--- INFORMATION PROVIDED ---
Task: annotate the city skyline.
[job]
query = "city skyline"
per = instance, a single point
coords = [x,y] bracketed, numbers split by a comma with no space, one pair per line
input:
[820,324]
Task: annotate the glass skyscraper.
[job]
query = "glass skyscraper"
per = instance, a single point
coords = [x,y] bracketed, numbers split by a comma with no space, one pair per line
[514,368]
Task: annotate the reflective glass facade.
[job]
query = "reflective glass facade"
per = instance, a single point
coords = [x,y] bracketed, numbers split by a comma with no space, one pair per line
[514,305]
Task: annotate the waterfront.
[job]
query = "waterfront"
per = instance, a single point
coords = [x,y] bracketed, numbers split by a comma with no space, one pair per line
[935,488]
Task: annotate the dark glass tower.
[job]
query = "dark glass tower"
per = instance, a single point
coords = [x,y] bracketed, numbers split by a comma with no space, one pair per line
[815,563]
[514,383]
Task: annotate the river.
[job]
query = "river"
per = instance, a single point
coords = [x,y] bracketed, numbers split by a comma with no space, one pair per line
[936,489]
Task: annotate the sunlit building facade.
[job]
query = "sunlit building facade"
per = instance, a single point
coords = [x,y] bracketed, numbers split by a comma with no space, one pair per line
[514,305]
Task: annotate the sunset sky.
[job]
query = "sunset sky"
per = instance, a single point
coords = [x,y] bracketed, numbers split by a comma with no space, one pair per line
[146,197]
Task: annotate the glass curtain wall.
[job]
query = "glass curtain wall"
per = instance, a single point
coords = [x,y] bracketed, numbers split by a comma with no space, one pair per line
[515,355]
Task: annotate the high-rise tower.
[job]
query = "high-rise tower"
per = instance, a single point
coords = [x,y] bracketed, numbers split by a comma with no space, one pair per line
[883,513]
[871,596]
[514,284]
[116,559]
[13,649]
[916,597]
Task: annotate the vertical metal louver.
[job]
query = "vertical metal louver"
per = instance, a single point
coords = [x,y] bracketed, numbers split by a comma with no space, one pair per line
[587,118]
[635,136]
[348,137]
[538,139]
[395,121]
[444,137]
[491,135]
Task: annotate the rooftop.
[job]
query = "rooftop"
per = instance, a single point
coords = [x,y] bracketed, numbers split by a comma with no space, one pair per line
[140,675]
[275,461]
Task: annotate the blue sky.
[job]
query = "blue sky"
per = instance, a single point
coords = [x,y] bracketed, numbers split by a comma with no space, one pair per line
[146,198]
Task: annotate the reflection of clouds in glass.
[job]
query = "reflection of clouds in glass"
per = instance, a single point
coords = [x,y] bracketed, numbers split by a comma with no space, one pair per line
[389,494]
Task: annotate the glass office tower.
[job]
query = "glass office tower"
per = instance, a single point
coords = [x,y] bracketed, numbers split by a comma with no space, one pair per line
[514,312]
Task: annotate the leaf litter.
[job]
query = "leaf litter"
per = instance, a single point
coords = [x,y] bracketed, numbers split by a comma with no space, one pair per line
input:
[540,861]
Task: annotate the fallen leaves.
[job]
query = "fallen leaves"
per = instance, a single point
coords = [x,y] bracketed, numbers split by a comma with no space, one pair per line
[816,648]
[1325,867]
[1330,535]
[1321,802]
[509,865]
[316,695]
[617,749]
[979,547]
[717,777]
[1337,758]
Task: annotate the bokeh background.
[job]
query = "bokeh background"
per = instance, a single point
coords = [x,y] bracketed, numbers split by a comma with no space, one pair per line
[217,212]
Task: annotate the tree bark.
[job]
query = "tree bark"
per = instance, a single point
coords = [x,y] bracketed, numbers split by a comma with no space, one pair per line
---
GIVEN INSTRUCTION: Copy out, unchanged, the part of the listing above that starts with the line containing "Task: annotate the bokeh background." and continues through the final line of the listing, including both of those lines.

FINAL RESULT:
Task: annotate the bokeh background.
[job]
query = "bokeh background"
per = instance, a single point
coords = [x,y] bracketed, numbers split by a comma with no space, one pair per line
[217,212]
Task: annotate the tree bark.
[job]
query = "tree bark"
per = instance, a single point
coords = [x,y] bracketed, numbers split by a comma with no space, one pair per line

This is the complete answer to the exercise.